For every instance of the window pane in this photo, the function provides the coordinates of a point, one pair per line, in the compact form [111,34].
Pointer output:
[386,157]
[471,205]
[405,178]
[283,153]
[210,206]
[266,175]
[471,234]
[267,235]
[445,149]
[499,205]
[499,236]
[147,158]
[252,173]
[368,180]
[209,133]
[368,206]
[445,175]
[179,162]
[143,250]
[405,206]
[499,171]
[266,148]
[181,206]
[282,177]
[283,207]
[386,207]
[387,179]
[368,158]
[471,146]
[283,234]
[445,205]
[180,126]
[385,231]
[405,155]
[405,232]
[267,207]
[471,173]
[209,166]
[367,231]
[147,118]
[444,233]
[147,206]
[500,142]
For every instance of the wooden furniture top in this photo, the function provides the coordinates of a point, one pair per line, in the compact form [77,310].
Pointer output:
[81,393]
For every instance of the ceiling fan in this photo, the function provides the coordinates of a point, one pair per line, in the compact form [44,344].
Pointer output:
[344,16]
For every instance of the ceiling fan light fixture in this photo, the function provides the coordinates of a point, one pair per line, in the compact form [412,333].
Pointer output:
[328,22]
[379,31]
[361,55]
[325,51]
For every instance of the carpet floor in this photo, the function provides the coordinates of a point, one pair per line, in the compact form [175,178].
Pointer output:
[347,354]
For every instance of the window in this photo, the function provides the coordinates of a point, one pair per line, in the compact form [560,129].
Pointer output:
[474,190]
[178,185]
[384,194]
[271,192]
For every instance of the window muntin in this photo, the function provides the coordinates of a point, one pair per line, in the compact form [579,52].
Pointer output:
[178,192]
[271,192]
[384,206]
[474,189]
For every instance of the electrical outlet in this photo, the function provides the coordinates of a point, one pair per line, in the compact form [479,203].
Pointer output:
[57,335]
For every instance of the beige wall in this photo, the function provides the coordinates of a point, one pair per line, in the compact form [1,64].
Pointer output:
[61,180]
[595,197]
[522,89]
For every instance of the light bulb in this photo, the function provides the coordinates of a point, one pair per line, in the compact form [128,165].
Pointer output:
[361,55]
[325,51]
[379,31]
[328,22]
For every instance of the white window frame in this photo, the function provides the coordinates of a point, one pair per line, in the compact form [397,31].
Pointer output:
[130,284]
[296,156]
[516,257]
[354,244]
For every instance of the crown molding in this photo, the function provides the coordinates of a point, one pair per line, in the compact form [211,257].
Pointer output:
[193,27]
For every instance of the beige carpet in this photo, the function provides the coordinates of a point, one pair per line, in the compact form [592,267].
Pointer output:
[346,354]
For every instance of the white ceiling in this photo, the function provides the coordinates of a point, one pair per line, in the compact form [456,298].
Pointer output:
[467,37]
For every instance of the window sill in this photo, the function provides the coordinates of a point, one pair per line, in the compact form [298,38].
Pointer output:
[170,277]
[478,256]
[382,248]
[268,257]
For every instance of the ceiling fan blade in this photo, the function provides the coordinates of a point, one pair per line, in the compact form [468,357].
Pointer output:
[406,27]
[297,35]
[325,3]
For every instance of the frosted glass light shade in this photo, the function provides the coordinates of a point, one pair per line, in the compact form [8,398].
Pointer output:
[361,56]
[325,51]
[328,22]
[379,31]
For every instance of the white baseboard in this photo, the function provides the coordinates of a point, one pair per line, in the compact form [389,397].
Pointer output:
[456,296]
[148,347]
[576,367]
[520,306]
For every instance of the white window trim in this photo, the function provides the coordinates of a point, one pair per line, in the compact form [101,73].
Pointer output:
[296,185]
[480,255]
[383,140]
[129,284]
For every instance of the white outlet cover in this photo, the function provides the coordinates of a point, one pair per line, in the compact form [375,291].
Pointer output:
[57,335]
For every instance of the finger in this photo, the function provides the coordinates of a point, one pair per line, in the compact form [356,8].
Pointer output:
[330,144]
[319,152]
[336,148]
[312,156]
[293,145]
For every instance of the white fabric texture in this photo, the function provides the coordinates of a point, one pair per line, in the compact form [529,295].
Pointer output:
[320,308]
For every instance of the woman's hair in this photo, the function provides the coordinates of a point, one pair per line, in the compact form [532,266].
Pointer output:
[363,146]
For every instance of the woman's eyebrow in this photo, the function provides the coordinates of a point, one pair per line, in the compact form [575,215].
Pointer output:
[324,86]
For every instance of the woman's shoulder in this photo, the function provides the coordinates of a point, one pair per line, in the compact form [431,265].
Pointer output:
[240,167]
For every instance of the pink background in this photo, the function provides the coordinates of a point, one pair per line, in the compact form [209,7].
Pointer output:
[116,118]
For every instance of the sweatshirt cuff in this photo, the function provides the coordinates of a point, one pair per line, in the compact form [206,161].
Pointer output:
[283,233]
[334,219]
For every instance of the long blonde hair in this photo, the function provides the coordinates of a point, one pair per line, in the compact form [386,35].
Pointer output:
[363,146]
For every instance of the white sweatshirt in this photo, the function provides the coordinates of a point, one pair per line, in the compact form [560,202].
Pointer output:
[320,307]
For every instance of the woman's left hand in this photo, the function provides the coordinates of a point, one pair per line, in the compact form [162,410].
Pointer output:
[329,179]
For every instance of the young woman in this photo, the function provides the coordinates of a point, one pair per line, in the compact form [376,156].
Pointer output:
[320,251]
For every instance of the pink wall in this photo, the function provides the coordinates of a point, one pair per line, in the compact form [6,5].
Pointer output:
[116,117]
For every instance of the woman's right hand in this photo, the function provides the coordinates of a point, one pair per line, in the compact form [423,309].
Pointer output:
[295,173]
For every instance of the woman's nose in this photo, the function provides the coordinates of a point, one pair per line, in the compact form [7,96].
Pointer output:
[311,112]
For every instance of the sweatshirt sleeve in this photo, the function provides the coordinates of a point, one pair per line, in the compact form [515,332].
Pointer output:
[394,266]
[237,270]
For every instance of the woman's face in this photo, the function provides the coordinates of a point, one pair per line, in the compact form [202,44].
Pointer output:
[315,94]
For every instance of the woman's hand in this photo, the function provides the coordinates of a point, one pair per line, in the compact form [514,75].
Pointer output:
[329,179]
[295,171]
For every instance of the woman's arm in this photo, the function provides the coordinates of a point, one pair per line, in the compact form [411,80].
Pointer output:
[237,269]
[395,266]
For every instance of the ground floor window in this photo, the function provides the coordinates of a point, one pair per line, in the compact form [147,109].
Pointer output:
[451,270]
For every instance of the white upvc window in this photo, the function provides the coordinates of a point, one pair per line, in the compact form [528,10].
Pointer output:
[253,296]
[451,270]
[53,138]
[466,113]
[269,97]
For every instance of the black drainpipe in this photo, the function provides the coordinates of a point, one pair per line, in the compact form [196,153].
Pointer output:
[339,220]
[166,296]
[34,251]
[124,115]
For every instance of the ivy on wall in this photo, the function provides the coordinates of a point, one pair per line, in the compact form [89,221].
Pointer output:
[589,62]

* * * *

## [WRITTEN INSTRUCTION]
Reproduce the rows from the line containing "For every instance of the sweatshirt sleeve" through the end of the rows, inclusive, with "compact form" swapped for "short form" and everything else left unchanged.

## [FINISHED ANSWER]
For every instance of the sweatshirt sleeve in this photo, the function provides the coordinates of a point, one pair per line, in the short form [515,332].
Pointer output:
[394,266]
[237,270]
For every instance of the woman's face in this photo, the function provides the coordinates of a point, one pair per line, in the short form [202,44].
Pointer output:
[315,94]
For every instance of the woman's hand in this photo, the function provides the coordinates of a point, one pair per line, in the short form [514,75].
Pointer output:
[329,179]
[295,171]
For every instance of the woman's arm in this photo, the function provides the coordinates of a point, one pair per line, in the short form [411,80].
Pointer output:
[237,269]
[395,266]
For every instance of the ground floor window in this photo, the function provides the coordinates of a point, one pair per line, in the short form [147,109].
Pointer output:
[451,270]
For every instance of the white upvc window in this photo, the function provides the coordinates of a point, one pair per line, in the short form [528,10].
Pointer output:
[253,296]
[451,270]
[53,138]
[466,113]
[269,97]
For every instance of the black drainpipe in this photo, the function provides the coordinates of a point, one pair per line, in the short form [196,153].
Pointer output:
[339,220]
[166,296]
[34,251]
[124,115]
For every instance of the ivy on wall in this photo, the function provides the coordinates of a point, one pair per line, in the short form [89,221].
Pointer output:
[589,62]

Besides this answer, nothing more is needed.